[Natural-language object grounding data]
--- START ---
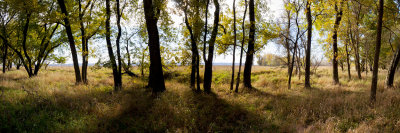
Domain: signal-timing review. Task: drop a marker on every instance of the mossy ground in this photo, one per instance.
(51, 102)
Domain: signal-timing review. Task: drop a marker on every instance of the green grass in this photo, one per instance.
(51, 102)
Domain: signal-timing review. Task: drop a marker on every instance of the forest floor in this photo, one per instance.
(51, 102)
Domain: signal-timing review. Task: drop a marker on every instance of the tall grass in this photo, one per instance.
(51, 102)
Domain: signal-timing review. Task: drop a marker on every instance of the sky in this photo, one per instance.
(276, 8)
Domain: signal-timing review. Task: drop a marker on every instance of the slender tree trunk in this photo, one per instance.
(348, 60)
(377, 51)
(208, 64)
(234, 44)
(71, 41)
(308, 48)
(5, 50)
(119, 65)
(335, 49)
(156, 79)
(241, 48)
(205, 33)
(25, 34)
(393, 67)
(287, 45)
(109, 46)
(250, 51)
(84, 45)
(195, 53)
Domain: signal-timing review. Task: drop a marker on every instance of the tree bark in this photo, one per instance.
(348, 59)
(308, 48)
(119, 65)
(393, 67)
(334, 45)
(195, 55)
(208, 63)
(71, 41)
(241, 48)
(234, 44)
(377, 51)
(85, 51)
(5, 53)
(156, 79)
(109, 47)
(25, 34)
(250, 51)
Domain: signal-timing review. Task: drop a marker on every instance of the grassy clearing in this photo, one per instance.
(51, 102)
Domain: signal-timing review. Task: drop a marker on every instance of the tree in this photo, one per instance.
(339, 13)
(193, 25)
(308, 47)
(88, 26)
(116, 75)
(250, 50)
(152, 12)
(241, 48)
(377, 50)
(71, 40)
(209, 59)
(234, 44)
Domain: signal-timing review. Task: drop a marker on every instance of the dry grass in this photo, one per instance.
(51, 102)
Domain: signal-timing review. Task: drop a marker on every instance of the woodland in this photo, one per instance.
(154, 66)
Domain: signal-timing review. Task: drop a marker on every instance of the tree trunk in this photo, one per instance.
(348, 60)
(25, 34)
(287, 45)
(71, 41)
(234, 44)
(250, 51)
(308, 48)
(377, 51)
(393, 67)
(5, 50)
(208, 63)
(156, 79)
(195, 55)
(335, 49)
(109, 46)
(241, 48)
(119, 65)
(85, 51)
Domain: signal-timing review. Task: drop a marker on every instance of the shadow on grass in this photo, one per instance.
(316, 106)
(187, 112)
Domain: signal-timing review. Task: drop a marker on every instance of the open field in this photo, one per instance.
(51, 102)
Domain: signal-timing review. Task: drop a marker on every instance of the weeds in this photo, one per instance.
(51, 102)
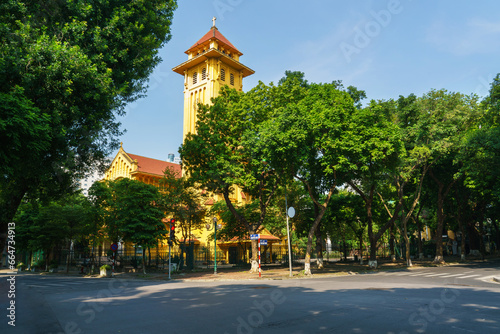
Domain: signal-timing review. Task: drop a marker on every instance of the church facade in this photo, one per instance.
(212, 63)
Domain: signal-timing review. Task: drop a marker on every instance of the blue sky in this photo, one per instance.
(387, 48)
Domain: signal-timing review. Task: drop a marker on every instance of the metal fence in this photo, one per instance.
(186, 257)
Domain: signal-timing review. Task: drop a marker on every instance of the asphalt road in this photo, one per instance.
(452, 299)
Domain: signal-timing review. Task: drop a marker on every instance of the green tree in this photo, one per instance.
(185, 203)
(138, 214)
(310, 137)
(221, 159)
(67, 68)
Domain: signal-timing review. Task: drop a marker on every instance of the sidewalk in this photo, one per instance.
(269, 272)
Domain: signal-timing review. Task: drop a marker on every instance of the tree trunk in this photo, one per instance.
(439, 229)
(360, 251)
(407, 243)
(495, 225)
(392, 244)
(319, 248)
(143, 261)
(254, 260)
(372, 262)
(440, 216)
(10, 199)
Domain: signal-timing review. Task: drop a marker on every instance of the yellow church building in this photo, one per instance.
(212, 62)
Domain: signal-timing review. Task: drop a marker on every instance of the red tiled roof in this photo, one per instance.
(154, 166)
(262, 236)
(214, 33)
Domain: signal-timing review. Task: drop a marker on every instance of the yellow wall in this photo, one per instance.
(202, 82)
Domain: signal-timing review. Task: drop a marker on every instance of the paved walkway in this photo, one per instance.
(268, 273)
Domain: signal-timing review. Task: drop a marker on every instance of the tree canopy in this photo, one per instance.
(67, 69)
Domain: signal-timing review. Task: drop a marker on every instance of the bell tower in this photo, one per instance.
(212, 63)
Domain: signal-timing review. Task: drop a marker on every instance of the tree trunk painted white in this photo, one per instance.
(307, 269)
(255, 266)
(319, 262)
(438, 259)
(475, 252)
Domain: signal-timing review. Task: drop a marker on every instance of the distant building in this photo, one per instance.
(136, 167)
(86, 183)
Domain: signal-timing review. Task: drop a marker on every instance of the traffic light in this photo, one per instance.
(172, 229)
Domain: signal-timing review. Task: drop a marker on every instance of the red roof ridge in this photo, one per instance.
(154, 166)
(214, 33)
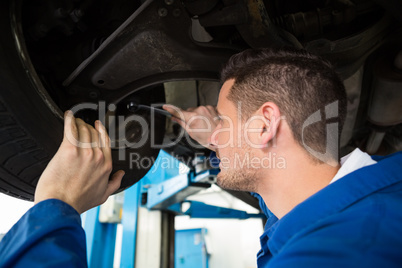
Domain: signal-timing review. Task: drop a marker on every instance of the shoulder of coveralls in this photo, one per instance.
(365, 233)
(42, 219)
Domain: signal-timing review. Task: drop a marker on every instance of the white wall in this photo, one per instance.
(231, 242)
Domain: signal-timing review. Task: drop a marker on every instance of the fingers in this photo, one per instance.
(70, 128)
(114, 183)
(104, 140)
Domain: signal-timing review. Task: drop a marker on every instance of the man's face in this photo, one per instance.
(232, 148)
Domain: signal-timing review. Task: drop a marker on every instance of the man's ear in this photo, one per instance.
(271, 119)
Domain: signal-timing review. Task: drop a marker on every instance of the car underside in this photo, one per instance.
(113, 54)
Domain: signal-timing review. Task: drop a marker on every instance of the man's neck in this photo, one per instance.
(284, 188)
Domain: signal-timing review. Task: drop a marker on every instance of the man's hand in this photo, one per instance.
(199, 122)
(79, 172)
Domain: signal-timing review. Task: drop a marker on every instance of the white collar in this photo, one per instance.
(351, 162)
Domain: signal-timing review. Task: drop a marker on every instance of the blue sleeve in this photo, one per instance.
(48, 235)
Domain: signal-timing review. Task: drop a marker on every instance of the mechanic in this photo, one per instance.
(322, 212)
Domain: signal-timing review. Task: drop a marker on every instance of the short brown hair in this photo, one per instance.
(298, 82)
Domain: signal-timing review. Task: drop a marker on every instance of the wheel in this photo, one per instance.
(31, 123)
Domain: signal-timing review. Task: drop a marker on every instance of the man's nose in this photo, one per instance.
(213, 139)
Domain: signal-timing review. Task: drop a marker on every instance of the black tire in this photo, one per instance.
(31, 125)
(30, 132)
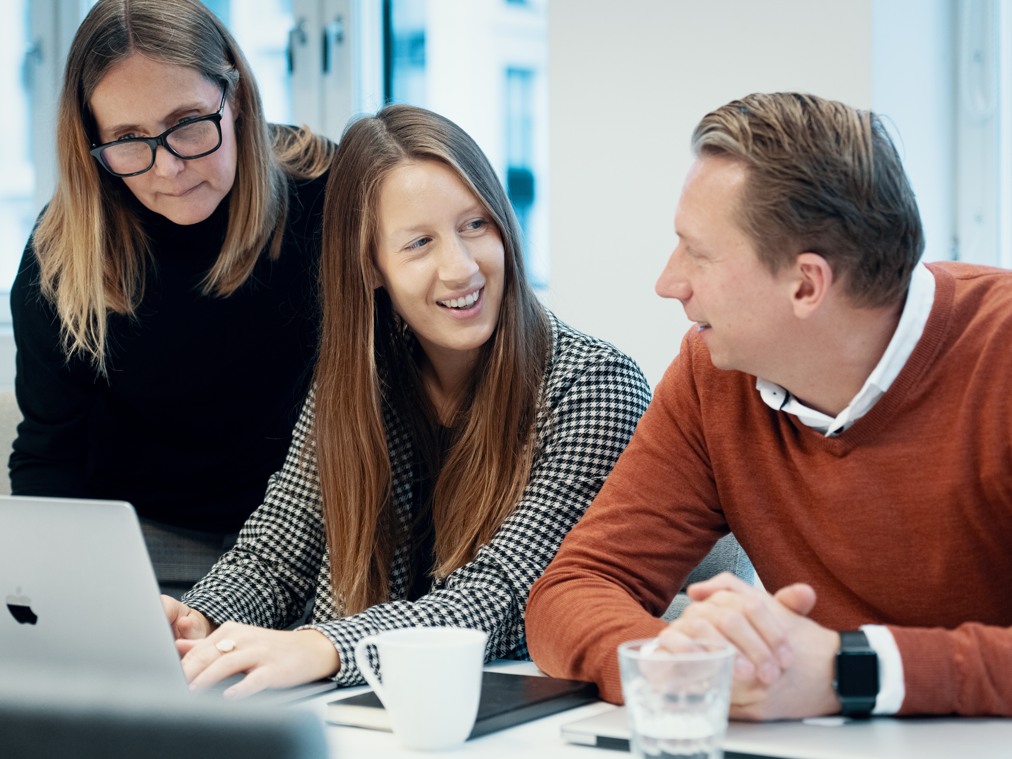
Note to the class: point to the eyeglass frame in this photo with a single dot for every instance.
(162, 140)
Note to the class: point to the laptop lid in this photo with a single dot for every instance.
(110, 724)
(79, 596)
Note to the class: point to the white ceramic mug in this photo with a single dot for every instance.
(430, 681)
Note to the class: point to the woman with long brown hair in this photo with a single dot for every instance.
(455, 432)
(166, 311)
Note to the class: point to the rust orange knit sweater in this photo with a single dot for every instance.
(905, 519)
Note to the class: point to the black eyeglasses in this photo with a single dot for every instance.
(195, 138)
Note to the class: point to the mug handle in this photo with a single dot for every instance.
(365, 667)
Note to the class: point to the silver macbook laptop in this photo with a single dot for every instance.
(830, 738)
(81, 601)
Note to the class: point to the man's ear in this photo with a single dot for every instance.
(813, 280)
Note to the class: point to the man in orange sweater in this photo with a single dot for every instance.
(843, 409)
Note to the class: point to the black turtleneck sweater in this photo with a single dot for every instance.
(201, 392)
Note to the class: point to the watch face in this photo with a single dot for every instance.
(857, 674)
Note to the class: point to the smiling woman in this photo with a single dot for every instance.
(455, 432)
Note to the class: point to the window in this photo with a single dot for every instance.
(482, 63)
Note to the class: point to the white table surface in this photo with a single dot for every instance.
(887, 738)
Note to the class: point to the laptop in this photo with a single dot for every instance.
(81, 601)
(828, 738)
(77, 722)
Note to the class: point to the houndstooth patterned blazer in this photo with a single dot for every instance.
(591, 400)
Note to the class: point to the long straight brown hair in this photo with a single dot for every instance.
(90, 246)
(368, 360)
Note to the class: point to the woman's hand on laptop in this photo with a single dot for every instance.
(268, 658)
(186, 622)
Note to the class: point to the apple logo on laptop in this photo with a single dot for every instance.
(20, 608)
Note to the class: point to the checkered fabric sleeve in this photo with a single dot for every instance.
(591, 400)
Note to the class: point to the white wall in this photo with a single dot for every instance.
(626, 84)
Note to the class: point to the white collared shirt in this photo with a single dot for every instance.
(920, 298)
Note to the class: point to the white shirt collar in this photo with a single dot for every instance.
(920, 298)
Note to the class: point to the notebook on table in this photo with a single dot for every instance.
(506, 700)
(81, 601)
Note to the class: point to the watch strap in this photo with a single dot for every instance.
(856, 682)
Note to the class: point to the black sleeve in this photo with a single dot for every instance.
(55, 396)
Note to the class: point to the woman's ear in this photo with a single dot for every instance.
(372, 275)
(813, 280)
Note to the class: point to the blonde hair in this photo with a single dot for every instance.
(368, 360)
(823, 177)
(91, 248)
--- END ---
• [Assignment]: Give back, unchanged, the line containing "Note to the class: point to the woman's hand" and each line that comes after it in the entries above, ending with the last.

• [Output of the task]:
Note to the class: point to the woman's hand on laptop in this photo with a single dot for every instance.
(268, 658)
(186, 622)
Note to the class: point to the apple logo on laptop in this photo with a single dot for every instance.
(20, 608)
Note to the class: point to the checkered fabric sleeve in this photo with a single dot for every instance.
(591, 400)
Note to the class: point to the white wall in this photo with a single dot for every instance.
(626, 84)
Note to the class: point to the white collared shirt in this photo with a single dot for every instance.
(920, 298)
Note to the class: point to the white shirt collar in this photo with a single dot for every instance.
(920, 298)
Note to the class: point to the notebook on table in this photo with a single dot for every instance.
(506, 700)
(81, 601)
Note to the class: point to the watch strap in this photo with a single dot for every instance.
(856, 682)
Note to the class: point to the black sleeve in this photo with a single dot for every instance.
(55, 396)
Note to the class: point to the woman's ear in this photo with a single dot for every instance.
(372, 275)
(813, 280)
Note to the class: point to the blonde hair in this photo with a single dot for every instance.
(368, 360)
(823, 177)
(91, 248)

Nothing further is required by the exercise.